# SOURCE
◇ ◇ ◇ ◇

City of Angels – The BOLO Books Review

Los Angeles, California. The self-proclaimed City of Angels, land of facades and facelifts where money and movies dominate, but masks and manipulation are de rigueur. This is the setting for Kristi Belcamino’s new novel, her young adult debut. Appropriately titled City of Angels, Belcamino places the action of the novel smack dab in the middle of the tumultuous time between the Rodney King beating and subsequent riots that would eventually bring the city to its knees. Within this moment of cultural zeitgeist Kristi Belcamino dares to tell an extremely personal tale – the maturation of one young lady from damaged girl to self-assured woman.

City of Angels is the story of Nikki Black, a seventeen-year-old girl who flees her past in Chicago to follow a boy to Los Angeles. Upon arriving in the lush playground of the West Coast, she discovers that her boyfriend’s intentions were anything but pure. After a daring escape – in which she is also able to rescue a twelve-year-old girl named Rain – Nikki finds refuge on the fourth floor of The American Hotel.

Nikki and Rain slowly begin to realize that in life, sometimes the family we choose is more important than the family we are born into. Banding together with a rag-tag group of hotel residents, these two broken souls suddenly feel at home. Until an unfortunate argument sends Rain out onto the mean streets of the city, at which point she vanishes. It falls to Nikki to determine if she ran away willingly or has their past interaction with the seedier side of Hollywood caught up with them?

Like the rebellious and anti-establishment music that serves as its soundtrack, the novel pulls no punches in presenting the unvarnished lives of this group of misfits struggling to figure out where they fit in the ever-changing landscape of society. Kristi Belcamio does an admirable job of infusing the page with the spirit of this historical period – a time that while not so distant in our past, has still become fogged by events in the intervening years since.

◇ ◇ ◇ ◇

# TASKS FOR THIS EXERCISE
A - Transcribe the passage of the City of Angels review between "Los Angeles, California." and "to self-assured woman.", inclusive.
B - Carry the City of Angels review forward from its final sentence.

◇ ◇ ◇ ◇

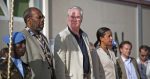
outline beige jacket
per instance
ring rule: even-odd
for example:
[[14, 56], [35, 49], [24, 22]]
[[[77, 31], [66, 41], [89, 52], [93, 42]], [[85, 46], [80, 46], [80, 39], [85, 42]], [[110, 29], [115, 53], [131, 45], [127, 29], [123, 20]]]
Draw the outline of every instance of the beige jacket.
[[110, 57], [102, 48], [97, 49], [97, 54], [103, 66], [106, 79], [118, 79], [116, 58], [114, 52], [109, 51]]
[[51, 79], [51, 69], [48, 68], [48, 63], [39, 42], [27, 30], [24, 29], [23, 33], [26, 37], [27, 53], [22, 59], [32, 68], [32, 79]]

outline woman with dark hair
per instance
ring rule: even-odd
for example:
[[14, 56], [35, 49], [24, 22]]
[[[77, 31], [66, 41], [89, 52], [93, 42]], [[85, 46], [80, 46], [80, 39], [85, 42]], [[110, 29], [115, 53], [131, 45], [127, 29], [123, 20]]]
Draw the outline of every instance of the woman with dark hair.
[[114, 52], [109, 50], [112, 44], [112, 32], [107, 27], [97, 30], [96, 52], [104, 69], [106, 79], [118, 79], [116, 72], [116, 58]]
[[118, 75], [120, 79], [143, 79], [140, 78], [138, 64], [131, 57], [132, 43], [122, 41], [119, 45], [120, 57], [117, 59]]

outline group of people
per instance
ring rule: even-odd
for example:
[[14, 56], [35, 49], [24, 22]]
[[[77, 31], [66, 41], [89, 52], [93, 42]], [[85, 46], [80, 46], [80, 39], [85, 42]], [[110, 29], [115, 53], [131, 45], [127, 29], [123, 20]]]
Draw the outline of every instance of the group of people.
[[[119, 45], [116, 59], [112, 47], [112, 31], [107, 27], [97, 30], [93, 45], [81, 29], [83, 11], [74, 6], [68, 9], [67, 27], [55, 38], [54, 54], [47, 38], [41, 33], [44, 15], [30, 7], [24, 12], [25, 29], [14, 32], [10, 74], [7, 74], [8, 48], [1, 50], [0, 79], [150, 79], [149, 50], [139, 49], [138, 63], [130, 57], [132, 44]], [[3, 41], [9, 46], [9, 35]], [[4, 55], [6, 54], [6, 55]]]

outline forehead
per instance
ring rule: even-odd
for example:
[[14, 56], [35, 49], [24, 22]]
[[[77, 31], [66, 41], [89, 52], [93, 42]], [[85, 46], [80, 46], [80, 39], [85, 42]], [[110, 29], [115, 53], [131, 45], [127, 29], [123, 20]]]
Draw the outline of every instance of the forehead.
[[131, 48], [131, 45], [126, 43], [123, 45], [123, 48]]
[[79, 9], [77, 9], [77, 8], [72, 8], [72, 9], [68, 10], [68, 14], [69, 15], [81, 15], [80, 12], [81, 11]]
[[42, 15], [42, 12], [38, 9], [32, 9], [31, 13], [32, 15]]
[[148, 51], [141, 49], [141, 54], [147, 54], [147, 53], [148, 53]]
[[109, 30], [109, 31], [106, 31], [105, 32], [105, 35], [112, 35], [112, 32]]

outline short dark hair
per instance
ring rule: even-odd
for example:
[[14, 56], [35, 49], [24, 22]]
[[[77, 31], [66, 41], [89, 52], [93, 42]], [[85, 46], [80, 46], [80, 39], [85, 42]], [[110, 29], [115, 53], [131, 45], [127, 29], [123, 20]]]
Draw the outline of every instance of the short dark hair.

◇ ◇ ◇ ◇

# FINAL RESULTS
A -
Los Angeles, California. The self-proclaimed City of Angels, land of facades and facelifts where money and movies dominate, but masks and manipulation are de rigueur. This is the setting for Kristi Belcamino’s new novel, her young adult debut. Appropriately titled City of Angels, Belcamino places the action of the novel smack dab in the middle of the tumultuous time between the Rodney King beating and subsequent riots that would eventually bring the city to its knees. Within this moment of cultural zeitgeist Kristi Belcamino dares to tell an extremely personal tale – the maturation of one young lady from damaged girl to self-assured woman.

B -
Kristi Belcamino creatively uses the art of photography as a metaphor for Nikki’s insecurities and distrust. When she is behind the lens, Nikki is able to avoid interaction and examination, but she also realizes this causes a distance in her developing relationships. It is Nikki’s budding romance with band member Taj that provides the much-needed plateau amidst the roller coaster emotions and exploits inherent in the search for Rain.

Given that this is Los Angeles, it is no surprise that Kristi Belcamino interjects a thread about The Church of the Evermore Enlightened – a religious cult bearing more than a passing resemblance to The Church of Scientology, famously noted for its high-powered celebrity membership. Belcamino’s fictional version is unlikely to send new disciples flocking to their next community gathering.

City of Angels features hot-button topics such as HIV, the sexual exploitation of children, and rape juxtaposed with less global – though no less complex – personal struggles like guilt, failure, and ultimately redemption. With her Gabriella Giovanni series, Kristi Belcamino has proven that she can weave topical issues into a story full of heart without losing the momentum of an exciting plot. She does the same here with City of Angels, never losing sight of the fact that the core audience for this particular novel is younger and in many ways, more impressionable. City of Angels will appeal to the young and those of us who were young at some point – yes, that means it is a book for everyone.

From the Booking Desk:

City of Angels will be released next week. Here are pre-order links for the book: City of Angels by Kristi Belcamino. Kristi is currently running an offer for those that pre-order the novel: you can find this information on her Facebook page. If you pre-order before May 9th, she will send you a cool map of locations in the book, a playlist and more. You need only to e-mail her a scan of your receipt.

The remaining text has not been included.